_CONSIGNE ÉCRITE 1:_ Renvoyez chacune des lignes ci-dessous contenant le mot « leaf ».

_EXTRAIT DE PAGE:_

——————

Le festival rémois Born to be a live, cinquième du nom, se tient bel et bien en 2020. Deux semaines de traversées épiques dans des créations chorégraphico-performo-circo-théâtralo-musicales… qui font du bien !
Jasmine Morand ne fait rien comme les autres. Ceux qui avaient découvert son fascinant travail dans Reims Scènes d’Europe en 2018 avec Mire1 ne manqueront pas de retrouver la Suissesse. Fidèle à ses dispositifs contemplatifs et chorégraphiques, elle entraîne treize danseurs dans Lumen (05/11, dès 12 ans). À mi-chemin entre installation et chorégraphie, cette pièce est une traversée jouant sur un nouveau dispositif optique. Regard troublé ou trouble du regard, de la pénombre émergeront des surprises hypnotiques. Autre univers singulier, celui de Nosfell et de son Corps des songes (12/11 et en tournée2). L’auteur-compositeur-interprète lance son corps tatoué dans l’arène pour un seul en scène en forme de conte cruel à la musique poético-pop et à l’univers esthétique fascinant. L’apport de Dominique A, qui cosigne avec lui les textes, et le regard de François Chaignaud sur la chorégraphie n’y sont assurément pas pour rien ! L’artiste se fait chimère, endossant peaux de bêtes et masque immense. La cartographie verte sur laquelle il évolue ne cesse de se reconfigurer, soumise aux quatre octaves accompagnant la mue perpétuelle d’un rêveur né.

——————

Extraits d'un jeu de données d'annotation de localisation:
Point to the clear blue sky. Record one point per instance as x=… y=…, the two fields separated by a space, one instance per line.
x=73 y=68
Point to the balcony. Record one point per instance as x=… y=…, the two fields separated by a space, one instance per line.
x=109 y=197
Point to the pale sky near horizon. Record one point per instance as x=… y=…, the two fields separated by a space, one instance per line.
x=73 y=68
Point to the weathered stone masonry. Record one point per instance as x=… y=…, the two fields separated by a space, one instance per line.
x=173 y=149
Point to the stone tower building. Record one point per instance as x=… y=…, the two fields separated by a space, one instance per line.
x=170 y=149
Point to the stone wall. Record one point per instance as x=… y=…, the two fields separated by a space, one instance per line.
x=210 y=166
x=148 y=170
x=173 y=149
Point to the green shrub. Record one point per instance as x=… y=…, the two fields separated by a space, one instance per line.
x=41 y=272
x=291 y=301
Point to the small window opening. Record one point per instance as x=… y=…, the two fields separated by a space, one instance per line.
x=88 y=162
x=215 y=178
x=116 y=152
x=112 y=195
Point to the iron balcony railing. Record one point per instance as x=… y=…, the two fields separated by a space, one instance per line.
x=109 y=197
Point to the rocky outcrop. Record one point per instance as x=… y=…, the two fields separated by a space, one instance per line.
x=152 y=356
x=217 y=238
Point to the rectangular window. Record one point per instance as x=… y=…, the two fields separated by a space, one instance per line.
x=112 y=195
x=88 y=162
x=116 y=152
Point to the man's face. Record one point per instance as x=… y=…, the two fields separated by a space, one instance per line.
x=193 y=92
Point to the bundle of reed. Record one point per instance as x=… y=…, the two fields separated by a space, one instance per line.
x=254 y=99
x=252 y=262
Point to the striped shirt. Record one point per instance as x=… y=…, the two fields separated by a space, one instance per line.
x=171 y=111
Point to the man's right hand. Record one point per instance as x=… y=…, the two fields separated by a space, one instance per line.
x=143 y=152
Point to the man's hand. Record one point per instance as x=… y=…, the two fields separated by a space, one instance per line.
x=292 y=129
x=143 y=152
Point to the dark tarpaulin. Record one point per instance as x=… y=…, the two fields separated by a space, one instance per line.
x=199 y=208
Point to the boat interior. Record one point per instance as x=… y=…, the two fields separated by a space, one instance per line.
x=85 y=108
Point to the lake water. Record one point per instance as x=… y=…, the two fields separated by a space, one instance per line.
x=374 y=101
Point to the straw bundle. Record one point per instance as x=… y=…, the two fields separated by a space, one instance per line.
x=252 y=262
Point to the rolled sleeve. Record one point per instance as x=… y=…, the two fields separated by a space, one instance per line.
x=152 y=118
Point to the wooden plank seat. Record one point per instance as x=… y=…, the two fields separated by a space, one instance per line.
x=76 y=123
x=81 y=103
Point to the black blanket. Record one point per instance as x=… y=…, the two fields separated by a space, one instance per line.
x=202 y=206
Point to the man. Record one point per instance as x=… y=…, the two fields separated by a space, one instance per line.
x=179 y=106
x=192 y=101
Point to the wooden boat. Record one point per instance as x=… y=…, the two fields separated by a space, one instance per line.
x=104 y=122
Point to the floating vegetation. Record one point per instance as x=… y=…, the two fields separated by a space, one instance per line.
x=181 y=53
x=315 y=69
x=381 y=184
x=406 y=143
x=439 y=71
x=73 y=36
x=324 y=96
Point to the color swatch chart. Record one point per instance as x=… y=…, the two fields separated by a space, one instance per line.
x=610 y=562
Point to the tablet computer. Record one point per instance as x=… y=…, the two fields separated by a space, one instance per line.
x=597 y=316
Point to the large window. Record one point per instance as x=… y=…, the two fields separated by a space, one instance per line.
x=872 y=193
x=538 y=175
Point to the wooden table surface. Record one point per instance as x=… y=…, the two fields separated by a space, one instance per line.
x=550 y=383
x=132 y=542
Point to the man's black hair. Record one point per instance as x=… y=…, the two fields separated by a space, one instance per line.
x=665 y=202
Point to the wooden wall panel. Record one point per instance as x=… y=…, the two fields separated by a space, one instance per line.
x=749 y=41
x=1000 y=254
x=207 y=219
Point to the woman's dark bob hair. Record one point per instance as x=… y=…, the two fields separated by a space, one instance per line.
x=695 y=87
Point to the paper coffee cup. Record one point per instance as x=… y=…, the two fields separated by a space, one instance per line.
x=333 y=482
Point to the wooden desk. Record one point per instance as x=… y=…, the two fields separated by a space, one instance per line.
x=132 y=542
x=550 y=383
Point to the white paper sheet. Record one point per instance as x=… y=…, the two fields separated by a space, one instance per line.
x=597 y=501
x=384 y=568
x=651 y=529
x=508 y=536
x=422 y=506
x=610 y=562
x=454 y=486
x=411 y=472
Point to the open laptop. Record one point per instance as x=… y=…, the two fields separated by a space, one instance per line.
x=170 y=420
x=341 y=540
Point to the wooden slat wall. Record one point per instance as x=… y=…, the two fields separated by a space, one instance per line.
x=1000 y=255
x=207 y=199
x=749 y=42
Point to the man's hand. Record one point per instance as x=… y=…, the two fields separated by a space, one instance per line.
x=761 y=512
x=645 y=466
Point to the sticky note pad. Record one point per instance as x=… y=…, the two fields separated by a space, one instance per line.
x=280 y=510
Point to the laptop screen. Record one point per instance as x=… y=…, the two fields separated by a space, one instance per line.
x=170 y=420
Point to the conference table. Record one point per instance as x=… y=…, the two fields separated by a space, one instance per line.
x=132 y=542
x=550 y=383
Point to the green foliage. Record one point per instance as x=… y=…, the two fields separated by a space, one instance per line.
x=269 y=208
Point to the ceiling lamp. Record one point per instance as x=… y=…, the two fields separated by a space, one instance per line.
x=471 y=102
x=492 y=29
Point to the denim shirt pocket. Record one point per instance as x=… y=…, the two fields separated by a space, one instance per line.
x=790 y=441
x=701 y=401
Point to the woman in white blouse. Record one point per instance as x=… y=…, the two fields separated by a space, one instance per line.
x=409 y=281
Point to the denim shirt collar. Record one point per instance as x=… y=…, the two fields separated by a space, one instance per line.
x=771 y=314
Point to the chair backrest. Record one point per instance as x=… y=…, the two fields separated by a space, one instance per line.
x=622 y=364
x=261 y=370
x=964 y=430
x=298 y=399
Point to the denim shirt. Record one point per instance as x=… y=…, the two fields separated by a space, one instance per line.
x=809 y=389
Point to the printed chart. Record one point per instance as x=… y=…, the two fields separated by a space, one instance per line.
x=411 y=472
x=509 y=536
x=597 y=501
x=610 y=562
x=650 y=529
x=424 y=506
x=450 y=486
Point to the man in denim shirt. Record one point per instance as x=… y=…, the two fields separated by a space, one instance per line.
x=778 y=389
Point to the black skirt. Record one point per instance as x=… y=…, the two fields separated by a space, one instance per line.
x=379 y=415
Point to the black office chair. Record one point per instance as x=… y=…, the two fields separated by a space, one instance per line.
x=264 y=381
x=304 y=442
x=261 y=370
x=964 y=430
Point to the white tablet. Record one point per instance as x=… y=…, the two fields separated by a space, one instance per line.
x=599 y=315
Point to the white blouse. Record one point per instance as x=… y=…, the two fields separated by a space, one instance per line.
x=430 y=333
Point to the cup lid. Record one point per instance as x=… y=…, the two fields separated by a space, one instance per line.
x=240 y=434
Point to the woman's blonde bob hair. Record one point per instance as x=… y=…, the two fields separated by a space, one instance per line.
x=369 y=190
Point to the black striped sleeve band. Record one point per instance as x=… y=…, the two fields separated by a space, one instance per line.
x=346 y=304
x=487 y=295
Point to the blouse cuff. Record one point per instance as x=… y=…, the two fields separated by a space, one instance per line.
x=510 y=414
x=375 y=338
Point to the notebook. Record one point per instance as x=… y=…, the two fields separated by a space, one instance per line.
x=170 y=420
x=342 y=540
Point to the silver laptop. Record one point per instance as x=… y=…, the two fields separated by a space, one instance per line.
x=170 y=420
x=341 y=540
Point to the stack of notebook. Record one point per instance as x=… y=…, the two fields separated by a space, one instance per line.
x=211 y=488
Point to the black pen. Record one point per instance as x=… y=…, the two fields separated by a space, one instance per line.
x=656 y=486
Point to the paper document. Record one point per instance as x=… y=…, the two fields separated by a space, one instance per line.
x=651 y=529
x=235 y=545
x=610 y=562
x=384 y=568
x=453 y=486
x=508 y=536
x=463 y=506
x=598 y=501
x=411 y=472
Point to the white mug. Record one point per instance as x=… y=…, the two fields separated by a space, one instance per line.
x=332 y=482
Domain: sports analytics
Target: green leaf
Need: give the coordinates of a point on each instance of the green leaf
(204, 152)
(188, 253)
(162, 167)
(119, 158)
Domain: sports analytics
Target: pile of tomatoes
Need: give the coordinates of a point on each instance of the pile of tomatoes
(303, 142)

——————

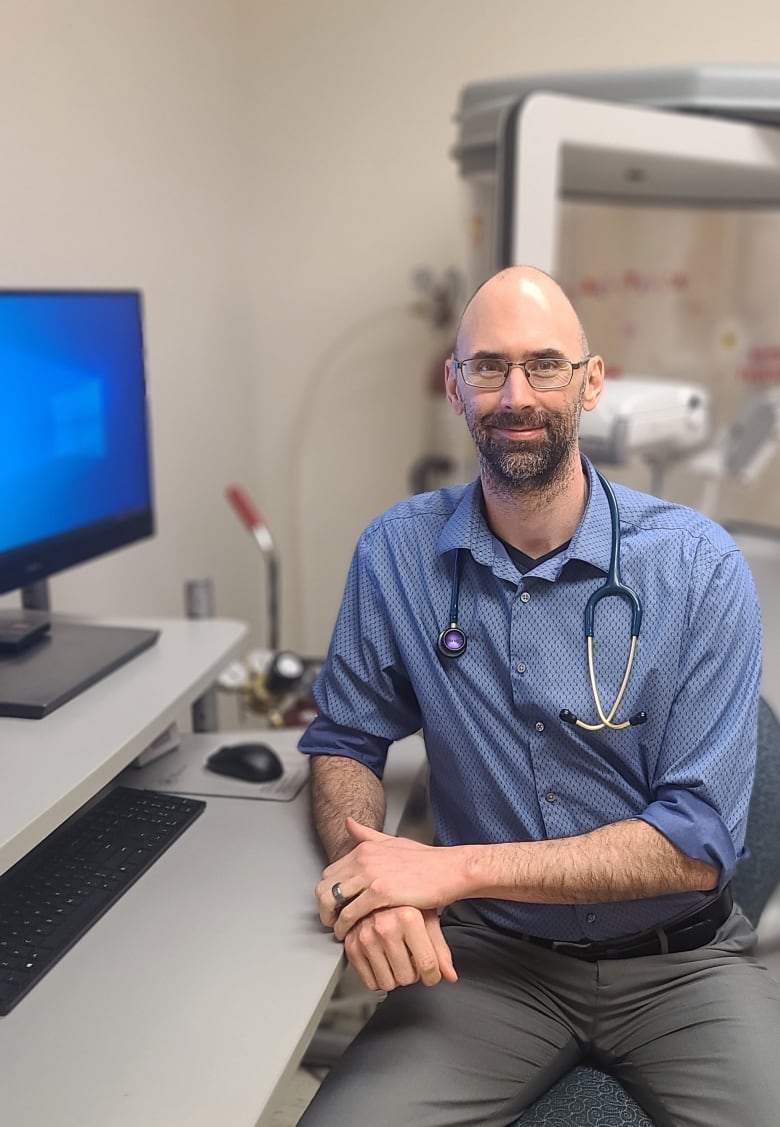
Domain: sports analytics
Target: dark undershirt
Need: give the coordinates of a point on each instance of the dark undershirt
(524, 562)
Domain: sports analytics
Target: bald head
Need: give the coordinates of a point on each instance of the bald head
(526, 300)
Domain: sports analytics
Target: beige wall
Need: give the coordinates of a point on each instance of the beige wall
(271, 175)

——————

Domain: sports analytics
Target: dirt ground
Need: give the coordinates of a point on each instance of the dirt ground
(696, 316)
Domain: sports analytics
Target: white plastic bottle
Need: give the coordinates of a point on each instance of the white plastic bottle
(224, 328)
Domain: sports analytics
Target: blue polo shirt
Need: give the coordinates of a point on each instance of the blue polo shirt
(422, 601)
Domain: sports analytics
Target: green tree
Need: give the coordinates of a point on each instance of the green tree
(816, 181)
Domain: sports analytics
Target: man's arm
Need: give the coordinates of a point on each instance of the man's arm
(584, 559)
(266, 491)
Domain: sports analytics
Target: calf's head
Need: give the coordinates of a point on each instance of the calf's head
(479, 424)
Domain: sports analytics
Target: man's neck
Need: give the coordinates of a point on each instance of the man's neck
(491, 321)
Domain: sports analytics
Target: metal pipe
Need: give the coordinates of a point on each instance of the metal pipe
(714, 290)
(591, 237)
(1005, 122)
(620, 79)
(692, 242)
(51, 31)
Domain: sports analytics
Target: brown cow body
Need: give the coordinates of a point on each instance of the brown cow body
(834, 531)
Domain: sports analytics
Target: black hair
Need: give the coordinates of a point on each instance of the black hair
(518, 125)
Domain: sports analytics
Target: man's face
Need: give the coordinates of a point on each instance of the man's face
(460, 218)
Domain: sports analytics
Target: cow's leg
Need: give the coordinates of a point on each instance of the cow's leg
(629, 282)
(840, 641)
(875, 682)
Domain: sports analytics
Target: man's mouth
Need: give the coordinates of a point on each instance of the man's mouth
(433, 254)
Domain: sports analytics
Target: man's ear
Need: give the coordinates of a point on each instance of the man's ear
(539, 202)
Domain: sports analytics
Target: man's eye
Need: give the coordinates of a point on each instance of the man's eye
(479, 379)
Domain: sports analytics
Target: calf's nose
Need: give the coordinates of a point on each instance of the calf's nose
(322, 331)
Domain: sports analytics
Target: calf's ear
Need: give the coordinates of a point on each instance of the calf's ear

——————

_CONSIGNE ÉCRITE 2:_ Renvoyez sans rien changer le passage de l'extrait de page ci-dessus, depuis « Le festival rémois » jusqu'à « font du bien ! » inclus.

_RÉPONSE FINALE 1:_
Target: green leaf
Need: give the coordinates of a point on each instance of the green leaf

_RÉPONSE FINALE 2:_
Le festival rémois Born to be a live, cinquième du nom, se tient bel et bien en 2020. Deux semaines de traversées épiques dans des créations chorégraphico-performo-circo-théâtralo-musicales… qui font du bien !